=== Directive ===
Count how many lines of the material below contain the string "negative", matching case exactly, and reply with only that number.

..........

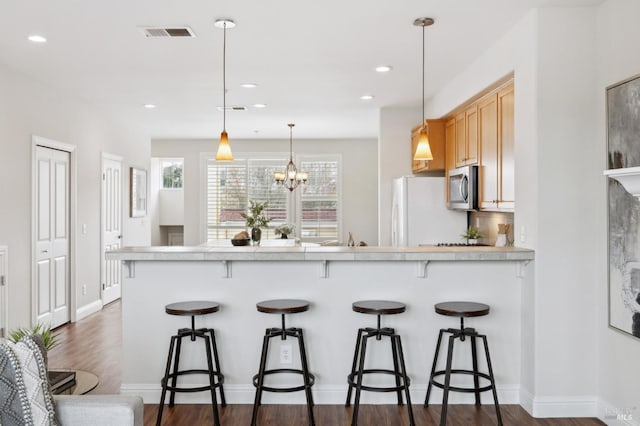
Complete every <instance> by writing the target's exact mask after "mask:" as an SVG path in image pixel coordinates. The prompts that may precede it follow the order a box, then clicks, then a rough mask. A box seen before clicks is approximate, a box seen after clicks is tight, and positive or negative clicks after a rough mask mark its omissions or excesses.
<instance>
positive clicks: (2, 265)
mask: <svg viewBox="0 0 640 426" xmlns="http://www.w3.org/2000/svg"><path fill="white" fill-rule="evenodd" d="M7 256H8V254H7V246H0V337H5V336H6V334H7V320H8V315H9V313H8V312H7V284H8V280H7V269H8V265H9V261H8V259H7Z"/></svg>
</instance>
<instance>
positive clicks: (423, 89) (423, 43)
mask: <svg viewBox="0 0 640 426" xmlns="http://www.w3.org/2000/svg"><path fill="white" fill-rule="evenodd" d="M433 23H434V20H433V19H431V18H418V19H416V20H415V21H413V25H416V26H420V27H422V120H423V121H422V129H420V136H419V137H418V146H417V147H416V152H415V153H414V155H413V159H414V160H426V161H429V160H433V154H431V146H429V129H428V128H427V119H426V117H425V115H424V28H425V27H428V26H430V25H433Z"/></svg>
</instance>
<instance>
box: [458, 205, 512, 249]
mask: <svg viewBox="0 0 640 426" xmlns="http://www.w3.org/2000/svg"><path fill="white" fill-rule="evenodd" d="M500 223H508V224H510V225H511V226H510V227H509V234H508V235H507V245H509V246H512V245H513V213H506V212H485V211H482V212H478V211H472V212H469V225H471V226H474V227H476V228H478V229H479V230H480V234H481V235H482V238H481V239H480V241H479V242H480V243H482V244H488V245H491V246H493V245H495V244H496V239H497V238H498V224H500Z"/></svg>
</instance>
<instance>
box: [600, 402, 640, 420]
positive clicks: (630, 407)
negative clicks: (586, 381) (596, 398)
mask: <svg viewBox="0 0 640 426" xmlns="http://www.w3.org/2000/svg"><path fill="white" fill-rule="evenodd" d="M598 402H599V404H598V418H599V419H600V420H602V421H603V422H605V423H606V424H608V425H620V426H623V425H625V426H639V425H640V412H639V411H638V407H637V406H636V407H626V408H619V407H615V406H613V405H612V404H610V403H609V402H607V401H604V400H602V399H600V400H599V401H598Z"/></svg>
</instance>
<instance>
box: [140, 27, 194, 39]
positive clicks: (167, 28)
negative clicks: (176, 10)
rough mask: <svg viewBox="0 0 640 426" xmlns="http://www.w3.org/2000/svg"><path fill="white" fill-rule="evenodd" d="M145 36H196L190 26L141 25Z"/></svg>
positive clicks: (186, 36)
mask: <svg viewBox="0 0 640 426" xmlns="http://www.w3.org/2000/svg"><path fill="white" fill-rule="evenodd" d="M140 29H141V30H142V33H143V34H144V36H145V37H148V38H150V37H154V38H157V37H195V36H196V35H195V34H194V32H193V30H192V29H191V28H189V27H172V28H162V27H141V28H140Z"/></svg>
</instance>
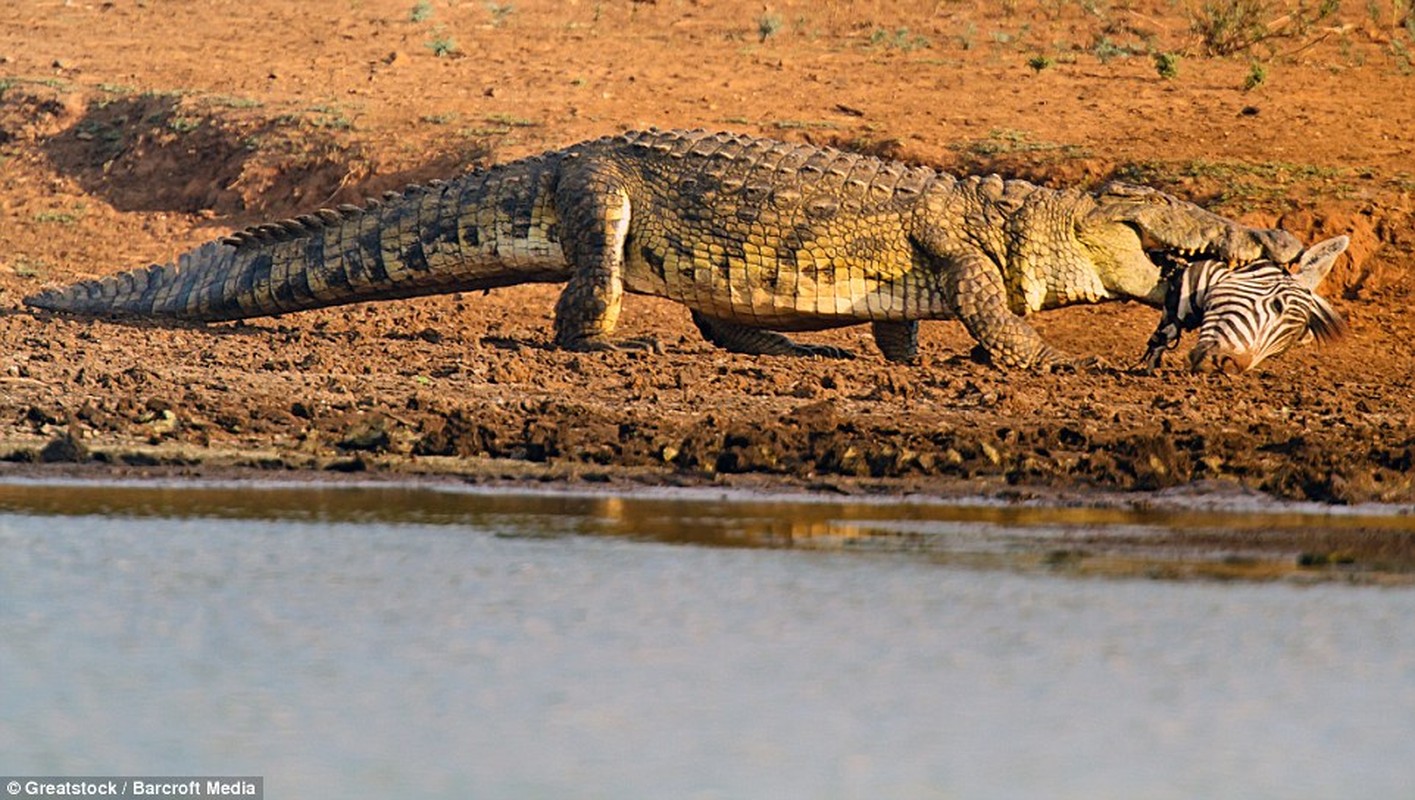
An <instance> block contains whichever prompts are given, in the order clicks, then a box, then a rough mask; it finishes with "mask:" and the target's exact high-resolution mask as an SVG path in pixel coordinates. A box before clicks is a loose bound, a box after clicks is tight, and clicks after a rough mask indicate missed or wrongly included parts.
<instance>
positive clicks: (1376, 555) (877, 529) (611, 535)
mask: <svg viewBox="0 0 1415 800" xmlns="http://www.w3.org/2000/svg"><path fill="white" fill-rule="evenodd" d="M4 510H8V511H16V513H27V514H54V515H95V517H163V518H224V520H284V521H317V522H351V524H359V525H381V524H429V525H461V524H470V525H480V527H487V528H491V530H495V531H498V535H505V537H545V535H570V534H579V535H603V537H627V538H635V539H652V541H662V542H674V544H699V545H713V547H766V548H795V549H802V548H804V549H867V551H886V552H913V554H918V555H923V556H927V558H930V559H932V561H941V562H948V564H954V565H962V566H982V568H1023V569H1027V568H1039V569H1046V571H1049V572H1068V573H1099V575H1140V576H1150V578H1153V576H1162V578H1165V576H1167V578H1184V576H1210V578H1247V579H1271V578H1300V579H1305V581H1310V579H1320V578H1340V579H1347V581H1350V579H1363V581H1382V582H1407V581H1412V579H1415V515H1411V514H1409V513H1392V511H1390V510H1370V511H1364V513H1363V511H1360V510H1357V511H1351V510H1337V511H1340V513H1333V511H1332V510H1320V508H1316V507H1306V508H1298V507H1286V508H1283V507H1279V508H1265V510H1262V511H1261V513H1258V511H1235V510H1231V508H1228V510H1224V508H1218V510H1214V508H1203V507H1196V505H1184V504H1183V503H1174V504H1170V505H1149V507H1140V508H1128V507H1056V505H1024V504H1000V503H986V504H983V503H978V504H942V503H921V501H911V503H910V501H896V503H884V501H873V503H872V501H848V500H841V501H822V500H819V498H805V497H795V498H790V497H787V498H781V497H777V498H770V497H761V496H729V494H720V493H719V494H713V493H703V491H695V493H675V494H658V496H654V494H648V496H623V494H608V493H600V494H590V493H584V494H569V493H497V491H484V490H483V491H477V490H456V488H446V487H444V488H427V487H409V486H391V484H366V486H355V487H347V486H338V487H337V486H317V484H316V486H294V487H289V486H279V484H272V486H260V487H252V486H250V484H195V486H191V484H158V486H151V484H98V483H33V481H30V483H25V481H17V483H0V511H4Z"/></svg>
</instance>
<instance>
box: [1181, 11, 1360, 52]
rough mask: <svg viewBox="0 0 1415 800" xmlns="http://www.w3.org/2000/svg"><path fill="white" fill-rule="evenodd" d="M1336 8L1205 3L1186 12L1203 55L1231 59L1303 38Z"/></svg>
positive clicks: (1189, 23)
mask: <svg viewBox="0 0 1415 800" xmlns="http://www.w3.org/2000/svg"><path fill="white" fill-rule="evenodd" d="M1340 7H1341V0H1298V3H1296V7H1295V8H1289V7H1288V3H1274V1H1272V0H1207V1H1206V3H1203V4H1201V6H1200V7H1199V8H1197V10H1194V8H1190V13H1189V25H1190V30H1193V31H1194V33H1196V34H1199V38H1200V40H1201V41H1203V45H1204V51H1206V52H1208V54H1210V55H1232V54H1235V52H1245V51H1248V50H1252V48H1254V47H1255V45H1258V44H1265V42H1268V44H1271V42H1272V41H1274V40H1282V38H1295V37H1305V35H1307V33H1309V31H1310V30H1312V27H1313V25H1316V24H1317V23H1320V21H1322V20H1326V18H1327V17H1330V16H1332V14H1336V13H1337V10H1339V8H1340Z"/></svg>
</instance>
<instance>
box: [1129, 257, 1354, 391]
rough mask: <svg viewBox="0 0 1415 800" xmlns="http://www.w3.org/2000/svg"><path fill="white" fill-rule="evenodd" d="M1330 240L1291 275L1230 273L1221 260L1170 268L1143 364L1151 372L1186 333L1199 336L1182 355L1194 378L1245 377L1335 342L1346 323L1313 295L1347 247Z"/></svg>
mask: <svg viewBox="0 0 1415 800" xmlns="http://www.w3.org/2000/svg"><path fill="white" fill-rule="evenodd" d="M1348 244H1350V239H1348V238H1347V236H1336V238H1332V239H1326V241H1324V242H1319V244H1316V245H1312V246H1310V248H1307V249H1306V251H1303V253H1302V256H1300V259H1299V262H1298V272H1296V273H1293V272H1290V270H1289V269H1288V266H1286V265H1281V263H1276V262H1274V261H1257V262H1252V263H1247V265H1241V266H1234V268H1230V266H1228V265H1225V263H1224V262H1221V261H1197V262H1193V263H1183V262H1176V263H1174V265H1173V269H1172V272H1170V275H1169V285H1167V289H1166V295H1165V316H1163V317H1162V319H1160V323H1159V328H1156V330H1155V334H1153V336H1150V340H1149V345H1148V348H1146V351H1145V357H1143V365H1145V368H1148V370H1156V368H1157V367H1159V364H1160V360H1162V358H1163V355H1165V353H1166V351H1169V350H1173V348H1174V347H1176V345H1177V344H1179V337H1180V334H1182V333H1183V331H1186V330H1194V328H1197V330H1199V341H1197V343H1196V344H1194V348H1193V350H1191V351H1190V353H1189V368H1190V371H1193V372H1225V374H1228V372H1231V374H1238V372H1247V371H1248V370H1252V368H1254V367H1257V365H1258V364H1261V362H1262V361H1265V360H1268V358H1272V357H1274V355H1279V354H1282V353H1286V351H1288V350H1290V348H1292V347H1293V345H1295V344H1300V343H1306V341H1309V340H1312V338H1316V340H1317V341H1322V343H1327V341H1336V340H1337V338H1340V337H1341V336H1343V334H1344V333H1346V321H1344V320H1343V319H1341V314H1339V313H1337V312H1336V309H1333V307H1332V304H1330V303H1327V300H1326V299H1324V297H1322V296H1320V295H1317V293H1316V289H1317V286H1319V285H1320V283H1322V279H1324V278H1326V276H1327V273H1329V272H1332V265H1333V263H1336V259H1337V256H1340V255H1341V253H1343V252H1344V251H1346V246H1347V245H1348Z"/></svg>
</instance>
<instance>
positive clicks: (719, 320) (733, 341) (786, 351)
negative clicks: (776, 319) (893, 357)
mask: <svg viewBox="0 0 1415 800" xmlns="http://www.w3.org/2000/svg"><path fill="white" fill-rule="evenodd" d="M693 324H695V326H698V330H699V331H702V334H703V338H706V340H707V341H710V343H713V344H716V345H717V347H722V348H723V350H730V351H732V353H746V354H747V355H819V357H821V358H855V354H853V353H850V351H849V350H846V348H843V347H832V345H829V344H801V343H798V341H791V338H788V337H785V336H782V334H780V333H777V331H774V330H761V328H754V327H747V326H744V324H739V323H729V321H726V320H717V319H713V317H709V316H706V314H703V313H702V312H693Z"/></svg>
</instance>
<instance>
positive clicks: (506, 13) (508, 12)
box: [487, 3, 516, 28]
mask: <svg viewBox="0 0 1415 800" xmlns="http://www.w3.org/2000/svg"><path fill="white" fill-rule="evenodd" d="M487 10H488V11H491V27H494V28H499V27H501V25H504V24H507V20H508V18H511V11H515V10H516V7H515V6H514V4H511V3H487Z"/></svg>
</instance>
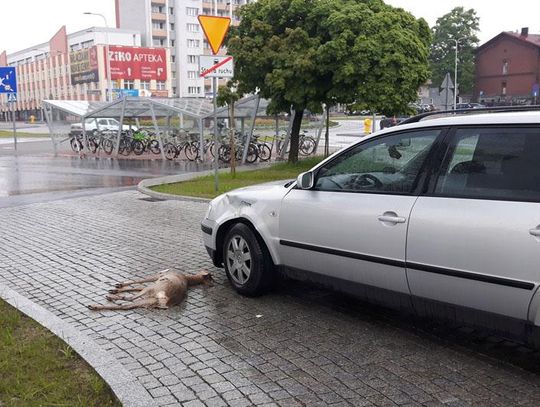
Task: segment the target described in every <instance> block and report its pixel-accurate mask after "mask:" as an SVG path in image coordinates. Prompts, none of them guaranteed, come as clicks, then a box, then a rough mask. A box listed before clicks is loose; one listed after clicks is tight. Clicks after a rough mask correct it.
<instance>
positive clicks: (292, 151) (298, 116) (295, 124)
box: [289, 109, 304, 163]
mask: <svg viewBox="0 0 540 407" xmlns="http://www.w3.org/2000/svg"><path fill="white" fill-rule="evenodd" d="M303 117H304V109H302V110H295V115H294V119H293V125H292V129H291V139H290V145H291V147H290V150H289V162H290V163H297V162H298V141H299V139H300V127H301V126H302V118H303Z"/></svg>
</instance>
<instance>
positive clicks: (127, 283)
mask: <svg viewBox="0 0 540 407" xmlns="http://www.w3.org/2000/svg"><path fill="white" fill-rule="evenodd" d="M167 271H169V269H166V270H163V271H161V272H160V273H158V274H155V275H153V276H150V277H147V278H143V279H141V280H133V281H126V282H123V283H117V284H115V285H114V286H115V287H116V288H122V287H125V286H126V285H133V284H144V283H153V282H154V281H157V280H158V279H159V278H160V277H161V274H162V273H166V272H167Z"/></svg>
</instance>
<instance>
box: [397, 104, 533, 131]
mask: <svg viewBox="0 0 540 407" xmlns="http://www.w3.org/2000/svg"><path fill="white" fill-rule="evenodd" d="M536 110H540V105H527V106H493V107H477V108H468V109H456V110H453V109H452V110H434V111H433V112H425V113H420V114H417V115H415V116H412V117H409V118H408V119H405V120H403V121H402V122H400V123H399V125H400V126H401V125H403V124H409V123H418V122H419V121H420V120H422V119H425V118H426V117H429V116H436V115H448V116H450V115H458V114H459V115H461V114H467V113H502V112H527V111H536Z"/></svg>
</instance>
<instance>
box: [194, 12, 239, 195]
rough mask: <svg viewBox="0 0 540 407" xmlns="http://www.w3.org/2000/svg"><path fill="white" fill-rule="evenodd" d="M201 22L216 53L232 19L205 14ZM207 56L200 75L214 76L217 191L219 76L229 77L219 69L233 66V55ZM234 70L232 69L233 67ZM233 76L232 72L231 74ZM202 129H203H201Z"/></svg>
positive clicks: (214, 97)
mask: <svg viewBox="0 0 540 407" xmlns="http://www.w3.org/2000/svg"><path fill="white" fill-rule="evenodd" d="M197 18H198V19H199V23H200V24H201V27H202V29H203V32H204V36H205V37H206V40H207V41H208V44H209V45H210V48H211V49H212V53H213V54H214V55H216V54H217V53H218V52H219V49H220V48H221V45H222V44H223V40H224V39H225V36H226V35H227V31H229V26H230V25H231V19H230V18H228V17H217V16H203V15H200V16H198V17H197ZM205 58H206V56H200V57H199V65H200V66H199V72H200V73H199V75H200V77H202V78H204V77H211V78H212V89H213V92H212V93H213V101H214V149H215V150H214V190H215V191H216V192H217V191H218V190H219V177H218V166H219V147H220V144H219V138H218V126H217V78H218V77H227V75H220V73H219V71H218V69H220V68H221V70H223V69H225V67H224V65H226V64H227V63H229V61H230V65H231V66H232V57H225V58H224V59H222V60H220V58H223V57H217V56H210V60H208V59H206V60H205ZM208 62H213V63H212V65H211V66H206V67H205V63H206V65H208ZM231 72H232V69H231ZM230 77H232V73H231V75H230ZM201 131H202V129H201Z"/></svg>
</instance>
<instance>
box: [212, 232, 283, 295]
mask: <svg viewBox="0 0 540 407" xmlns="http://www.w3.org/2000/svg"><path fill="white" fill-rule="evenodd" d="M223 264H224V266H225V272H226V273H227V277H228V279H229V281H230V283H231V284H232V286H233V287H234V289H235V290H236V291H237V292H238V293H239V294H242V295H245V296H248V297H255V296H259V295H262V294H264V293H265V292H266V291H268V289H269V288H270V287H271V286H272V283H273V280H274V277H275V271H274V265H273V263H272V259H271V258H270V253H268V250H267V249H266V247H265V246H264V244H262V243H261V242H259V240H258V239H257V236H256V235H255V233H254V232H253V231H252V229H251V228H250V227H249V226H247V225H245V224H243V223H237V224H236V225H234V226H233V227H232V228H231V229H230V230H229V232H228V233H227V235H226V236H225V240H224V243H223Z"/></svg>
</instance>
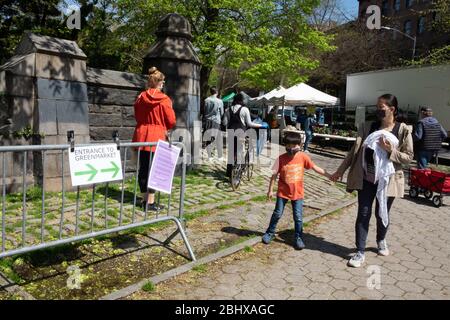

..........

=== Result for this exercise ===
4